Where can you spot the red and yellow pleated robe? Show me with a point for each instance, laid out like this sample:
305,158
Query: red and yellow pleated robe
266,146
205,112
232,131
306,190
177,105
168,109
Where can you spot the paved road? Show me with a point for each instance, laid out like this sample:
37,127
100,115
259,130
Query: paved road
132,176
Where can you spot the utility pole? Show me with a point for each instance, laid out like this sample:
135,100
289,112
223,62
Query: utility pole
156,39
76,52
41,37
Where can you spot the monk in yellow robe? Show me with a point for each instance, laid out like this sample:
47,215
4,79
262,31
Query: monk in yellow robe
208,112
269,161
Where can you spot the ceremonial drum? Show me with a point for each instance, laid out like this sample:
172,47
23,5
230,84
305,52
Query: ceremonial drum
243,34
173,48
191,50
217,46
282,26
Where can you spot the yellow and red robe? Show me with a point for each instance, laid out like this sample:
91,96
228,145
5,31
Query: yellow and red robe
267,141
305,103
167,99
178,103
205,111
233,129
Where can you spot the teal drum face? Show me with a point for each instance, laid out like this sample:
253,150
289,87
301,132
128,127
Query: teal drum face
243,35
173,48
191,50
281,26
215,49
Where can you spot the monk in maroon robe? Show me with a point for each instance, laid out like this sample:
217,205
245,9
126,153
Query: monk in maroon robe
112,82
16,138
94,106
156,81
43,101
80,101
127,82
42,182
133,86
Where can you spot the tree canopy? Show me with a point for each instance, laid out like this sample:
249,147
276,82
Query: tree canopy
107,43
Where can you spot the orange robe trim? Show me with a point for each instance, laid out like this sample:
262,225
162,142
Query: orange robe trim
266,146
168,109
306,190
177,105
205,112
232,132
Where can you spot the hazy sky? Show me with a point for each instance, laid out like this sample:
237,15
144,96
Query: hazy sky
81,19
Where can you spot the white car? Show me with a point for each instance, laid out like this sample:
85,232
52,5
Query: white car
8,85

## The problem:
Write out every line of the material exactly as it appears.

## Your response:
Where can you spot the red and yellow pleated robe? Show me with a point for each instance, laid out like this sample:
305,158
Query: red and yellow pleated robe
266,146
205,112
232,131
306,190
177,105
168,109
Where can you spot the paved road? Show me with a point for each instance, laid out like this sample:
37,127
100,115
259,130
Query: paved road
132,176
Where can you spot the utility pole? Show me with a point for each instance, laid out like this sample:
135,100
289,112
223,62
Query: utility pole
156,39
76,52
41,37
Where can you spot the monk in yellow robe? Show me with a point for each instance, laid out like this sample:
47,215
4,79
262,31
Query: monk in yellow robe
208,112
269,161
Where can you spot the ceremonial drum? Show me with a point for each instance, laid out like this sample:
172,47
23,5
230,84
305,52
Query: ceremonial drum
243,34
173,48
191,50
217,46
282,26
Where can you spot the yellow and red robe? Show me with a point for each instance, laid out like this sample:
91,96
228,145
5,31
Query: yellow and red robe
267,141
305,103
167,99
178,103
205,111
233,129
Where can you spot the teal drum face? Show me with a point for each instance, laid out like this sample:
253,150
289,87
301,132
128,127
Query: teal drum face
243,35
173,48
191,50
281,26
215,49
Where can you spot the monk in maroon robe? Show me with a point for each instance, laid out like this sample:
217,205
245,9
126,153
Query: monk in maroon robe
112,82
16,138
94,106
156,81
43,101
80,101
127,82
42,182
133,86
Where can you spot the tree canopy? Show me with a point for each instance, laid out like this sample:
249,147
276,82
Query: tree canopy
107,43
Where can you spot the orange robe trim? Show me with a point for each instance, laid out like this sample:
262,225
162,142
Query: orange robe trim
266,146
168,109
306,190
177,105
205,112
232,132
Where can you spot the hazy sky? Show me with a point for each instance, laid out like this sample:
237,15
144,96
Query: hazy sky
81,19
Where can you spot the white car? Show me with a point for each instance, laid out like this sample:
85,232
52,5
Query: white car
8,85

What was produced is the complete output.